> _Aim_
Please copy the material from the line with "the tv antenna." up to and including the line with "342], [554, 335]]", replacing "integer" with "whole-number" and leaving everything else unchanged. Give only those lines.

> _Supplied material_
■ ■ ■ ■ ■

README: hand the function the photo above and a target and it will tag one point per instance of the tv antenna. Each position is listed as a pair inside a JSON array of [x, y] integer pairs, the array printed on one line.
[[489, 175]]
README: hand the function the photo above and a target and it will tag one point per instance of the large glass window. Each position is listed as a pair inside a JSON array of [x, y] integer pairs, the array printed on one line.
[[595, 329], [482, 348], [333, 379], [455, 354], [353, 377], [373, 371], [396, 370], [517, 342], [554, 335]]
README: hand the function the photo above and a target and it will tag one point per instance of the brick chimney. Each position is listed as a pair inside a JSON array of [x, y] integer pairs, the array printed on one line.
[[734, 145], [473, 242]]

■ ■ ■ ■ ■

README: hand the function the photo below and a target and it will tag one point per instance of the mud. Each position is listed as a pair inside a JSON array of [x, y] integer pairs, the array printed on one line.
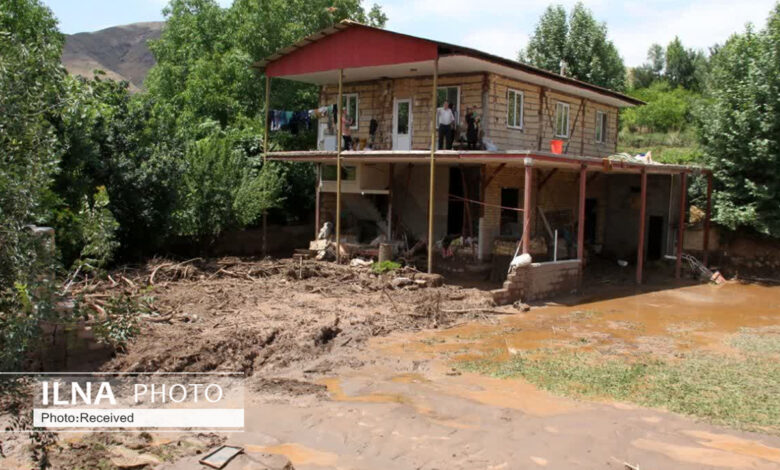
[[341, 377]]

■ ■ ■ ■ ■

> _Exercise output_
README: hand the function the photo above and a target and it will tag one point per instance of the tv antenna. Each position is listed as a pair inside a JSON array of [x, y] whole-number pairs, the array printed on one line.
[[489, 175]]
README: hand the function the photo above and a target and it will tag one point per instance of the large glass window. Each position is listed as a pair inside a JSON array of [x, y] whole-number pairs, the array printed on one line.
[[595, 329], [482, 348], [333, 379], [455, 354], [353, 377], [373, 371], [396, 370], [517, 342], [554, 335]]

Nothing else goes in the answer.